● Problem to solve:
Your task is to reproduce exactly the lines that run from the beginning of the data through the line where "point(376, 230)" appears.

● Data provided:
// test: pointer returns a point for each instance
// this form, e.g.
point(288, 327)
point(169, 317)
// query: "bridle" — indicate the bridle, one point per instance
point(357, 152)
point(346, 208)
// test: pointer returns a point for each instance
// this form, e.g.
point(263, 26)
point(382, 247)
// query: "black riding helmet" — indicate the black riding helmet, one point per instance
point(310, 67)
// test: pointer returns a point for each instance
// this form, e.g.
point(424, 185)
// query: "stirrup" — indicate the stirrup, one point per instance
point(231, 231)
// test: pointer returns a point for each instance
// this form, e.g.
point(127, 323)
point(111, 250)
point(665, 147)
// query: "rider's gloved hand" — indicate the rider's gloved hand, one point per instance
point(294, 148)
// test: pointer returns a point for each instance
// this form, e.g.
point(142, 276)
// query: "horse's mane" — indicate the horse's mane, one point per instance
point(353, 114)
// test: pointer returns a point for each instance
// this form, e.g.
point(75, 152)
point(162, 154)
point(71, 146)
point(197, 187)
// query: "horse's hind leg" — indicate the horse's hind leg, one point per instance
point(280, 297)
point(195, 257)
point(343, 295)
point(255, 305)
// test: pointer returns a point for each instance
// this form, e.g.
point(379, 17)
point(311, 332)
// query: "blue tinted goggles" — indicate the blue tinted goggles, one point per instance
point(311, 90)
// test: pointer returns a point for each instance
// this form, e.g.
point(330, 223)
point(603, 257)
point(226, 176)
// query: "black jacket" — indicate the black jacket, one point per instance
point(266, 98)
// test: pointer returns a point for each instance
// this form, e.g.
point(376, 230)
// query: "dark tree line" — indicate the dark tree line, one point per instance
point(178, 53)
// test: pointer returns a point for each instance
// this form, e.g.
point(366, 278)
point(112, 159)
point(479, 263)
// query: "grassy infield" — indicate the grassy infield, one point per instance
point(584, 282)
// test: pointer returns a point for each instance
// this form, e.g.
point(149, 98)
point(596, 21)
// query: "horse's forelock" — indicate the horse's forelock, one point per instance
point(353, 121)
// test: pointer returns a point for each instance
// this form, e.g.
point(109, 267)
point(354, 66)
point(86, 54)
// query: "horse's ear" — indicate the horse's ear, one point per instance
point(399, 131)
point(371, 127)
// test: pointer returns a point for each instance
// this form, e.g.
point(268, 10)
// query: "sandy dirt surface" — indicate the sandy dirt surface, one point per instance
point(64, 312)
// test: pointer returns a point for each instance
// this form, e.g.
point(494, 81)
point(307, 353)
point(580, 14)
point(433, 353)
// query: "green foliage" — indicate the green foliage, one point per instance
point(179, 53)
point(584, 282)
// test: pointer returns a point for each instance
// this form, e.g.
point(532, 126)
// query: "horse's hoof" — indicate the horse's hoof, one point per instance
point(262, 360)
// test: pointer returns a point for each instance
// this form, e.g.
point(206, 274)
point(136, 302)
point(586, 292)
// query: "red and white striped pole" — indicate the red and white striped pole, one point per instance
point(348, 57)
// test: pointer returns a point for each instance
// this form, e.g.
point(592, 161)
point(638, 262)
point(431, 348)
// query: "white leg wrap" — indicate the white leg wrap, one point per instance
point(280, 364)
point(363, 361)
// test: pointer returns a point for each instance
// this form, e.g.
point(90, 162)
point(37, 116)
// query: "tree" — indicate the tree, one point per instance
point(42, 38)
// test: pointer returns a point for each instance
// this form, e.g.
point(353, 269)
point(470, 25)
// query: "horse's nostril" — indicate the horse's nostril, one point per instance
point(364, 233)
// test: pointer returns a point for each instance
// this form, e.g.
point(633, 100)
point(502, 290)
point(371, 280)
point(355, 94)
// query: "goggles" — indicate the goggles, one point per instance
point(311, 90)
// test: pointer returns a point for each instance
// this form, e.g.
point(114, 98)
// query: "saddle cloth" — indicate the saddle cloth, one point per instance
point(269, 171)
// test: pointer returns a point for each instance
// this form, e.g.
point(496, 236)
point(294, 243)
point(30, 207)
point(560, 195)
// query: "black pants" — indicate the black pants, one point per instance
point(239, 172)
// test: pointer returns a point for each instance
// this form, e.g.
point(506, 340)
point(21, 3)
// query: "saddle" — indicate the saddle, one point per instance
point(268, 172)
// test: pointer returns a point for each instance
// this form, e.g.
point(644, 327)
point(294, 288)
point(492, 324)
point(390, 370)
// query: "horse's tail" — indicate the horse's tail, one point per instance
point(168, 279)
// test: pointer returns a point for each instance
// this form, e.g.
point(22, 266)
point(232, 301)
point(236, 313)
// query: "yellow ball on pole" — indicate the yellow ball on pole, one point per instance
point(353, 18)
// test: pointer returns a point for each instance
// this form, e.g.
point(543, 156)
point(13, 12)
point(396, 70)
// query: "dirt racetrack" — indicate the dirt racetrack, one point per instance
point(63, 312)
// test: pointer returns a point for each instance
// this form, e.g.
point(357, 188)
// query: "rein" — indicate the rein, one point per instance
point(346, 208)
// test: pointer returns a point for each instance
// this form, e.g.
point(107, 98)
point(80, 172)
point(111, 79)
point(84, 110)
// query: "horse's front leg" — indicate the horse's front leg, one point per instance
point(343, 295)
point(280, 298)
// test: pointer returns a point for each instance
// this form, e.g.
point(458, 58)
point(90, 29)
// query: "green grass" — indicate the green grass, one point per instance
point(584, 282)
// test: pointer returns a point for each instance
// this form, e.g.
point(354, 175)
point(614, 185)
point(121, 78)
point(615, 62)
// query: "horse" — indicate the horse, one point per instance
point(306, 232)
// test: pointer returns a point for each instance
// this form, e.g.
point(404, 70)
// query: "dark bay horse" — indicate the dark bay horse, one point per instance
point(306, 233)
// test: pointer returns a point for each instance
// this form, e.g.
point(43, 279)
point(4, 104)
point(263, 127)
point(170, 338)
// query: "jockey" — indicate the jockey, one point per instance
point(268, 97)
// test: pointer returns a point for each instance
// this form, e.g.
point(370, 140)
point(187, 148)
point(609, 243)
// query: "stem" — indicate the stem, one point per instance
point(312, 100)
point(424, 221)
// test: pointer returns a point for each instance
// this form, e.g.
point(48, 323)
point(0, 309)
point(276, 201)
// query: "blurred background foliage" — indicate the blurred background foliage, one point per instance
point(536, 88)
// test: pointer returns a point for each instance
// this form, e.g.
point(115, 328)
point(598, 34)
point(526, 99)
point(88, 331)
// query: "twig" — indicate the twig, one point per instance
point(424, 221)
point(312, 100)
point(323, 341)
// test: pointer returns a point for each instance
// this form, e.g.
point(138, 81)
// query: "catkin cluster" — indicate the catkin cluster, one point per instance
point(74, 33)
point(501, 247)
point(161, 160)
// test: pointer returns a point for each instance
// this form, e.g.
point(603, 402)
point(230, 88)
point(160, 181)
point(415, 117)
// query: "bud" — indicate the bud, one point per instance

● Output of the exercise:
// test: pointer returns a point for each instance
// this form, e.g.
point(288, 327)
point(169, 317)
// query: "bridle" — indicate the bridle, one point per instance
point(357, 152)
point(346, 208)
// test: pointer returns a point for each instance
// this form, e.g.
point(263, 26)
point(382, 247)
// query: "black riding helmet" — indicate the black riding helmet, one point per instance
point(310, 67)
// test: pointer returns a point for each instance
// this form, e.g.
point(424, 185)
// query: "stirrup" — indicate the stirrup, one point per instance
point(231, 231)
// test: pointer returns a point for each instance
// this form, e.g.
point(127, 323)
point(111, 250)
point(665, 147)
// query: "rider's gloved hand" — indicate the rider's gloved hand, one point per instance
point(294, 148)
// test: pointer returns a point for each instance
// this form, e.g.
point(142, 276)
// query: "horse's mane" — indicate the horse's mane, one point per instance
point(353, 114)
// test: pointer returns a point for each instance
// this form, e.g.
point(75, 152)
point(162, 154)
point(71, 146)
point(197, 187)
// query: "horse's hind leg" — indicate the horse's hind leg, one point per instance
point(280, 297)
point(195, 257)
point(343, 295)
point(255, 305)
// test: pointer returns a point for each instance
// this form, e.g.
point(379, 17)
point(311, 332)
// query: "blue tinted goggles" — indicate the blue tinted goggles, one point per instance
point(311, 90)
// test: pointer returns a point for each instance
// this form, e.g.
point(330, 223)
point(603, 257)
point(226, 176)
// query: "black jacket" — indicate the black jacket, one point per instance
point(266, 98)
// test: pointer returns a point for each instance
// this form, e.g.
point(376, 230)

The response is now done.